━━ TEXT PASSAGE

It’s not a pretty picture, is it?  But it’s certainly one that I think every human being knows. It’s that downward spiral we experience when “we don’t feel like it” and negative emotions begin to “weave their tendrils” (as these authors depict) throughout our self-regulatory process. 

Interestingly, Wagner and Heatherton paint this despairing picture even a little darker, writing:

“Throw in the fact that prior self-regulatory effort may leave the individual in a depleted state in which both resources for further self-control are lacking and the strength of impulses and temptations are increased, and it is a small miracle that people are not constantly acting out their fantasies, drinking, smoking, or indulging in every gastronomic desire” (emphasis added).

This is indeed a pretty dire picture, and it’s not helped by the fact that there is very little research documenting how positive emotions might reverse this. Although there is some evidence to suggest that positive emotions might buffer against ego-depletion and enhance self-regulation, positive emotions are not simply the antidote.  In fact, positive emotions might feed further off-task behaviors if this becomes the new focus of attention; a sort of carpe diem or even “what the hell” effect where we give in and decide it’s time to eat, drink and be merry.

The authors end with this sentence:

“Negative affect is thus a particularly potent threat to self-regulation, because it not only reduces the capacity for control (increased working memory load, reduced self-awareness and monitoring) but it may also lead to increases in the strength of experienced desires and emotions, rendering them all the more difficult to resist.”

So, you might ask as you join me in this dark place, “what are we to do?”  How do we manage to self-regulate?  Well, this has been the focus of most of my blog writing over the past years, with all sorts of strategies derived from a variety of different studies.

In my last blog post, I re-emphasized the importance of not paying attention to these emotions when they arise. Not a simple thing, I understand, as I noted above that negative emotions (affect) are related to and even seem to cause rumination. This rumination is the antithesis of “not paying attention.” But you get my point, right? The research summarized in this chapter makes it clear that negative emotions really do undermine self-regulation through processes like rumination that puts too much load on working memory (which derails monitoring our goal pursuit), or by provoking a hedonic response to feel good now.

━━━━
━━ ENTRIES SUPPLIED

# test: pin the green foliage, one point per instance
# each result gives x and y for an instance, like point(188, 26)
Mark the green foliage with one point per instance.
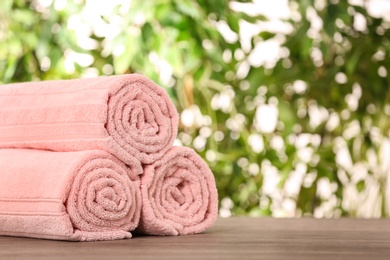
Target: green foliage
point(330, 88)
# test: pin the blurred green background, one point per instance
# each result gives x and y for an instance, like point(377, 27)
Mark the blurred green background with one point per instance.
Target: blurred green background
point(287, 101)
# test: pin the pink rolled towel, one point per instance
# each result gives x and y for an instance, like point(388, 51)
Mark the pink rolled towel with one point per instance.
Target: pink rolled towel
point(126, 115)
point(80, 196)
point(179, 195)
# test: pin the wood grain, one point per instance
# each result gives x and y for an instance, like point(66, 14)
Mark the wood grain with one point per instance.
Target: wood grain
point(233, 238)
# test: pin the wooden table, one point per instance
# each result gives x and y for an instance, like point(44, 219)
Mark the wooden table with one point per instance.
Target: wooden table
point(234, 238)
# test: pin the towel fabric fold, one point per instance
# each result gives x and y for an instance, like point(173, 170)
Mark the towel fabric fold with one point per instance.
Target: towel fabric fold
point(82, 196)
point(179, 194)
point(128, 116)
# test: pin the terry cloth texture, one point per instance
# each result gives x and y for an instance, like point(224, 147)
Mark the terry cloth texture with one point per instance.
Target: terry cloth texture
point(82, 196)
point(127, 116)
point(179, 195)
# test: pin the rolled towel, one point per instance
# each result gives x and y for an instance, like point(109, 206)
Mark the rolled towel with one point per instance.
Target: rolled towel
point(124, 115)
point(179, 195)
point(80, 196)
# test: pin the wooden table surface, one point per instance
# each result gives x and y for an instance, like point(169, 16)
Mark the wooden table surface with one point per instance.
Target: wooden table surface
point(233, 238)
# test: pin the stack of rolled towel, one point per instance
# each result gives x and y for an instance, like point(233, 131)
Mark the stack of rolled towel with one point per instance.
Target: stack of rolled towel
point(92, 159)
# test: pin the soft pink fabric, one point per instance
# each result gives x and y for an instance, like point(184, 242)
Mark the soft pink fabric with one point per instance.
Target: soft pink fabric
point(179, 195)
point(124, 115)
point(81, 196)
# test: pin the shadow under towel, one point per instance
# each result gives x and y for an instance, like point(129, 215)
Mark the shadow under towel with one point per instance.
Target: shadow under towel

━━━━
━━ ENTRIES SUPPLIED

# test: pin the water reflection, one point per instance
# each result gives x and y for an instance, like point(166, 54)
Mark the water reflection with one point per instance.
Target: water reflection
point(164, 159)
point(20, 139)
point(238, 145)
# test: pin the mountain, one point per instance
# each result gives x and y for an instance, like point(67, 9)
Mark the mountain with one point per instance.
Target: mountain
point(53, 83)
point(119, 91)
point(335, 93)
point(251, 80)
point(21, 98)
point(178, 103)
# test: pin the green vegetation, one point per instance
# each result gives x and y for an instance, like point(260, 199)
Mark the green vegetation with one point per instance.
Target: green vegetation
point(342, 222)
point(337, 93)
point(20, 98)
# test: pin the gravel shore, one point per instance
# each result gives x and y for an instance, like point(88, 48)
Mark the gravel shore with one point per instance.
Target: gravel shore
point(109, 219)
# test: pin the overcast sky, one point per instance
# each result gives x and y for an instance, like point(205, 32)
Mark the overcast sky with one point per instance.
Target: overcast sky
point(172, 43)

━━━━
━━ ENTRIES SUPPLIED

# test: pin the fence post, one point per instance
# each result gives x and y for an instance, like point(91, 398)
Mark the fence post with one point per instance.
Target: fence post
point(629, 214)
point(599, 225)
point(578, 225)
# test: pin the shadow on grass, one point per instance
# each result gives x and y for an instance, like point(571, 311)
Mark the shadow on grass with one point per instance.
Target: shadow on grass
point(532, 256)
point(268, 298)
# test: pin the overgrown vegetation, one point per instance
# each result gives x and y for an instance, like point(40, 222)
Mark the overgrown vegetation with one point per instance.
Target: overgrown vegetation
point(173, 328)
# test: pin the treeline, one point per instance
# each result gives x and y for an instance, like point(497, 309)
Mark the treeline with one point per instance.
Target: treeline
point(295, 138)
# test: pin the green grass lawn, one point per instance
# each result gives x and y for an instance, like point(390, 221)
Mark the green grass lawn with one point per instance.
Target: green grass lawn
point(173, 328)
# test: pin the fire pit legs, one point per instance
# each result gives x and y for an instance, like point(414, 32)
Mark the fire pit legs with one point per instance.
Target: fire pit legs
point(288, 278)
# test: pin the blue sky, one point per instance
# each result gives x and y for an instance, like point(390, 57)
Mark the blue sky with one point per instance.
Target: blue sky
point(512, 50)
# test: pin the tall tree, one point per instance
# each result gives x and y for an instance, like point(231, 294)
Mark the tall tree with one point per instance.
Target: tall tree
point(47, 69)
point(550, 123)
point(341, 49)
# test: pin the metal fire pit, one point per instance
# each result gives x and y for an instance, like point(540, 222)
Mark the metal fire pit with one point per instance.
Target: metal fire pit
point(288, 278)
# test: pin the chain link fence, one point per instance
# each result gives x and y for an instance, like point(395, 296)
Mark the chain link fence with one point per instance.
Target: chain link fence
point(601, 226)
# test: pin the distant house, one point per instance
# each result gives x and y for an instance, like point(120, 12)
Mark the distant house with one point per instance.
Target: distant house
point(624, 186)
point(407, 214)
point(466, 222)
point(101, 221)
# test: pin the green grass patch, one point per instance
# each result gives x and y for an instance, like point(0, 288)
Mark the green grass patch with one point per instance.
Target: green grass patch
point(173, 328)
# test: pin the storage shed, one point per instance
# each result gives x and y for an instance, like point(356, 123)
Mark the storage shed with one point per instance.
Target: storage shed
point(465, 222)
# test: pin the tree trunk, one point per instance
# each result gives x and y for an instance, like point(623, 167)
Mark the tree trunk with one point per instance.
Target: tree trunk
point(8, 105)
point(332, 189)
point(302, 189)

━━━━

• TASK OBJECTIVE:
Please repeat the self-regulation passage above between "In my last blog" and "feel good now.", inclusive.

• ANSWER SPACE:
In my last blog post, I re-emphasized the importance of not paying attention to these emotions when they arise. Not a simple thing, I understand, as I noted above that negative emotions (affect) are related to and even seem to cause rumination. This rumination is the antithesis of “not paying attention.” But you get my point, right? The research summarized in this chapter makes it clear that negative emotions really do undermine self-regulation through processes like rumination that puts too much load on working memory (which derails monitoring our goal pursuit), or by provoking a hedonic response to feel good now.